### Texte fourni ###
La liberté sinon rien

GUATEMALA. Dans un article précédent, je vous avais parlé de la communauté indigène de Corozal Arriba, située dans une zone frontalière avec le Honduras, engagée dans la lutte pour la récupération de ses terres et victime de violence et de criminalisation. Je vous avais également parlé d’innocents placés en détention provisoire pour un crime qu’ils n’ont pas commis et dans l’attente du procès depuis une année. Et bien, le jour du procès a fini par arriver. Les accusés ont fait leur déclaration, les premiers témoins ont été entendus et le calendrier des prochaines audiences a été publié. On pourrait penser à priori qu’il s’agit de la dernière ligne droite, mais en réalité, c’est plutôt un marathon qui s’annonce pour les détenus, leurs familles et la communauté de Corozal Arriba.

Un marathon durant lequel les membres de la communauté, et particulièrement les familles des détenus et les autorités indigènes, vont devoir affronter menaces, violences et dangers pour leur vie. A peine une semaine après le début du procès, le calme de la communauté a été perturbé et les premières menaces ont fait leur apparition. En effet, le 6 juin 2018, un groupe de 15 hommes armés a pénétré dans la maison de la maire indigène de Corozal Arriba. Le leader du groupe l’a menacée de mort si elle refuserait de donner des informations sur l’assassinat de trois communautaires ayant eu lieu exactement cinq ans auparavant, soit le 6 juin 2013, et ayant un lien avec le procès en cours. Encerclée par ces hommes, elle leur a courageusement tenu tête : « Vous pouvez me menacer autant que vous le souhaitez, vous n’obtiendrez pas d’information de ma part. Vous n’avez pas honte de me menacer ? »
### Données enregistrées ###
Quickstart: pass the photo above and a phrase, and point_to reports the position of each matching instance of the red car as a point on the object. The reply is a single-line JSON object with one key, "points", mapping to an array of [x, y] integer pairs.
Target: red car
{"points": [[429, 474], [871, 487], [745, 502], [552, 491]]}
###
### Données enregistrées ###
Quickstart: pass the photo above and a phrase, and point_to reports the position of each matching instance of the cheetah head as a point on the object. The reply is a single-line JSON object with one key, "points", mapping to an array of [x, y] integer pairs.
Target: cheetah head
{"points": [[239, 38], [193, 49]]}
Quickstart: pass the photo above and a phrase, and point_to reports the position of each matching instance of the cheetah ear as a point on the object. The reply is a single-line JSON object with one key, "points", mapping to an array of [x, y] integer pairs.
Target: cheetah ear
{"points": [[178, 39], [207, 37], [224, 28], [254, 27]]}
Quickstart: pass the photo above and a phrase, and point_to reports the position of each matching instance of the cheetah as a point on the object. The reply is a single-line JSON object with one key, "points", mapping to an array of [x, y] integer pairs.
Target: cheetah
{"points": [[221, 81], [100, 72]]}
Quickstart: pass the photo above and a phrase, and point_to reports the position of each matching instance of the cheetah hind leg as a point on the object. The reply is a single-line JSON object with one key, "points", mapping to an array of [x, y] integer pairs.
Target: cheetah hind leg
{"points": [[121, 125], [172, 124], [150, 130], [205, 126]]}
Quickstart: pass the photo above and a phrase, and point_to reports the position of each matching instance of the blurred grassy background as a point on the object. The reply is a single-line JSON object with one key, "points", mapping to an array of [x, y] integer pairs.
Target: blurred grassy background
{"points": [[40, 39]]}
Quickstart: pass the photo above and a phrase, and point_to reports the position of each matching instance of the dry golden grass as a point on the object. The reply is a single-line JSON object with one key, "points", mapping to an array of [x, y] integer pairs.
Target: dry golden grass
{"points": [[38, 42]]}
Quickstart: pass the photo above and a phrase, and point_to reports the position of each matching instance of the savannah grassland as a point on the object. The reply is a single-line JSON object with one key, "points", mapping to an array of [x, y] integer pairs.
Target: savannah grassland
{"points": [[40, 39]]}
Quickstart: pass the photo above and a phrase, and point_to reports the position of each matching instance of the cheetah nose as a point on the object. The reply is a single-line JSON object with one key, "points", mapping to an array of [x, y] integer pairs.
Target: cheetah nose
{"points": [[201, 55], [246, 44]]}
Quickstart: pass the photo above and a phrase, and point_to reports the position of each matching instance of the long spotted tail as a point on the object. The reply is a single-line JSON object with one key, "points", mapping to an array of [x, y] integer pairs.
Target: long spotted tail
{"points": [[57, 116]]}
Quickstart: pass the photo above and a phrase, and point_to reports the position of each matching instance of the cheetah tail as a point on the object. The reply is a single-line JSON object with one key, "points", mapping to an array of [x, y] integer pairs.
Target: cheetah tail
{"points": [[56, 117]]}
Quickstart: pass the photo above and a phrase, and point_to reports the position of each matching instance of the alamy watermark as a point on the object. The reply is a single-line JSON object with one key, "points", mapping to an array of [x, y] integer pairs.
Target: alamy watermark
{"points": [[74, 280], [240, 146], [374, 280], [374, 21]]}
###
■ Consignes:
1. D'après le texte sur la communauté de Corozal Arriba, combien d'hommes armés sont entrés dans la maison de la maire indigène le 6 juin 2018 ?
2. Relevez, dans le texte sur la communauté de Corozal Arriba, tout ce qui s'est déroulé lorsque le jour du procès est enfin arrivé.
3. Poursuivez le texte sur la communauté de Corozal Arriba à la suite de sa dernière phrase.

■ Réponses dans l'ordre:
1. Quinze hommes armés.

2.
- Les accusés ont fait leur déclaration.
- Les premiers témoins ont été entendus.
- Le calendrier des prochaines audiences a été publié.

3.
Revenons sur les faits du 6 juin 2013, date à laquelle la communauté indigène de Corozal Arriba a été reconnue en tant que telle par la municipalité. Ce même jour, quatre individus étrangers à la communauté ont pénétré sur le territoire sans raison apparente. L’un d’entre eux a été retrouvé mort, tandis que trois membres de la communauté – les trois communautaires – ont également été tués. La communauté a rapidement accusé la famille de propriétaires terriens d’avoir introduit quatre tueurs à gage pour se venger de l’accord obtenu avec la municipalité. De son côté, le Ministère Public a émis des mandats d’arrêt contre 17 membres de la communauté pour l’assassinat du supposé tueur à gage. Alors que l’enquête sur la mort des trois communautaires n’a pas avancé, six membres de la communauté sont placés en détention provisoire pour le meurtre du supposé tueur à gage. Parmi les détenus figurent également des autorités indigènes : le président et le trésorier du Conseil des terres et du territoire.

C’est dans ce contexte hostile que la communauté de Corozal Arriba lutte chaque jour pour ses droits. Malgré l’injustice et la pression constante, les membres de la communauté n’abandonnent pas. L’espoir de voir les détenus libres leur donne la force de continuer le combat. On tente de leur enlever leurs terres, on les prive de liberté, on les menace, mais une chose est certaine : on ne leur enlèvera pas leur dignité.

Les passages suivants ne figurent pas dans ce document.